Activity:
Transcribe the data exactly, pictures excluded.
**********
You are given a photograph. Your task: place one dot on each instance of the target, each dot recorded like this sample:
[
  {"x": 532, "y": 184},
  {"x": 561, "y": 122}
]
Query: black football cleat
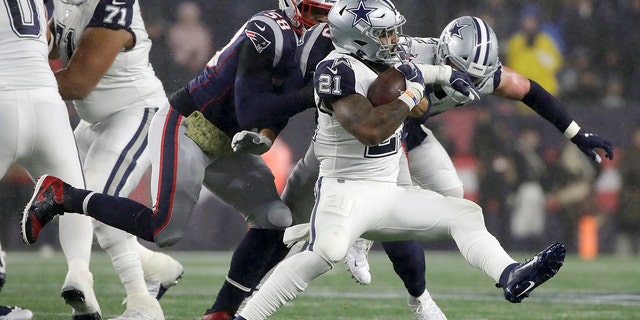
[
  {"x": 45, "y": 204},
  {"x": 533, "y": 272}
]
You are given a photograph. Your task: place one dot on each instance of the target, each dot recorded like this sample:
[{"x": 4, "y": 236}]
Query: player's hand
[
  {"x": 461, "y": 82},
  {"x": 252, "y": 142},
  {"x": 587, "y": 142},
  {"x": 415, "y": 84}
]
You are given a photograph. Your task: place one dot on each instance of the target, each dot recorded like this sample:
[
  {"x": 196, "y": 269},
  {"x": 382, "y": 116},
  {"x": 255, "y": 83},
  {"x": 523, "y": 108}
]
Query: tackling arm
[{"x": 369, "y": 125}]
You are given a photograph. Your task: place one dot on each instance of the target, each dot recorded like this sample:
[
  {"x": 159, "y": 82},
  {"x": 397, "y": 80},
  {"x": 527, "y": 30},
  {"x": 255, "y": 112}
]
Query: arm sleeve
[{"x": 547, "y": 106}]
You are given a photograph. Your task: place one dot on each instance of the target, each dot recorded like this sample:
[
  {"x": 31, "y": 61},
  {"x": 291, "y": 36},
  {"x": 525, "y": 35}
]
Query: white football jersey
[
  {"x": 131, "y": 77},
  {"x": 423, "y": 50},
  {"x": 341, "y": 155},
  {"x": 23, "y": 39}
]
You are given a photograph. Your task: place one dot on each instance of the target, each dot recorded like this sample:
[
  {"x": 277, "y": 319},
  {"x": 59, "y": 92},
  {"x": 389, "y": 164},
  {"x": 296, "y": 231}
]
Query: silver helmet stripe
[{"x": 482, "y": 45}]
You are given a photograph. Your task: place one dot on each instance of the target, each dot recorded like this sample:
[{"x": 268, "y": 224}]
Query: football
[{"x": 387, "y": 87}]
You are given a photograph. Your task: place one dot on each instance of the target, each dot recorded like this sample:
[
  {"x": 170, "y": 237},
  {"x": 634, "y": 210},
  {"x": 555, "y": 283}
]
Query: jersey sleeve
**********
Written solution:
You are given a photograph. Your task: place one dot on each instance of the target, each dot recorded like this sample:
[
  {"x": 532, "y": 184},
  {"x": 561, "y": 122}
]
Query: black football cleat
[
  {"x": 45, "y": 204},
  {"x": 533, "y": 272}
]
You are given a photograph. Your task: place one dot on each instance of the target, each dot recorded like this sample:
[{"x": 4, "y": 236}]
Query: player's hand
[
  {"x": 461, "y": 82},
  {"x": 252, "y": 142},
  {"x": 587, "y": 142},
  {"x": 415, "y": 84}
]
You are given a photograph. Your task: place one dot on each instance of the target, each dot recorded like this sample:
[
  {"x": 196, "y": 269},
  {"x": 382, "y": 116},
  {"x": 255, "y": 83},
  {"x": 523, "y": 108}
]
Query: tackling arm
[{"x": 369, "y": 125}]
You are given a photograph. Your task: place one dot on each instance of the target, each dot recorded like this sample:
[
  {"x": 159, "y": 82},
  {"x": 397, "y": 80},
  {"x": 527, "y": 30},
  {"x": 255, "y": 112}
]
Query: arm sleeve
[{"x": 547, "y": 106}]
You are given a photograph. Your task: place one dot on each instance of the target, each dot recorded like this sample:
[
  {"x": 31, "y": 61},
  {"x": 291, "y": 36},
  {"x": 525, "y": 35}
]
Query: white football jersey
[
  {"x": 131, "y": 77},
  {"x": 423, "y": 50},
  {"x": 341, "y": 155},
  {"x": 23, "y": 39}
]
You are given a photograph. Your task: place one dot on each instance of the target, each dot recorded like this sample:
[
  {"x": 277, "y": 319},
  {"x": 59, "y": 92},
  {"x": 389, "y": 164},
  {"x": 296, "y": 231}
]
Query: silver helmet stripe
[{"x": 482, "y": 45}]
You are given a photograph. Your task: place one dot on each instance of the target, each dot recorded like this sample:
[{"x": 268, "y": 224}]
Query: football
[{"x": 387, "y": 87}]
You are given a photograph. Your task: place one dot on each instance of the target, each dot recorded like this sample:
[
  {"x": 170, "y": 237},
  {"x": 634, "y": 210},
  {"x": 555, "y": 283}
]
Query: jersey sleeve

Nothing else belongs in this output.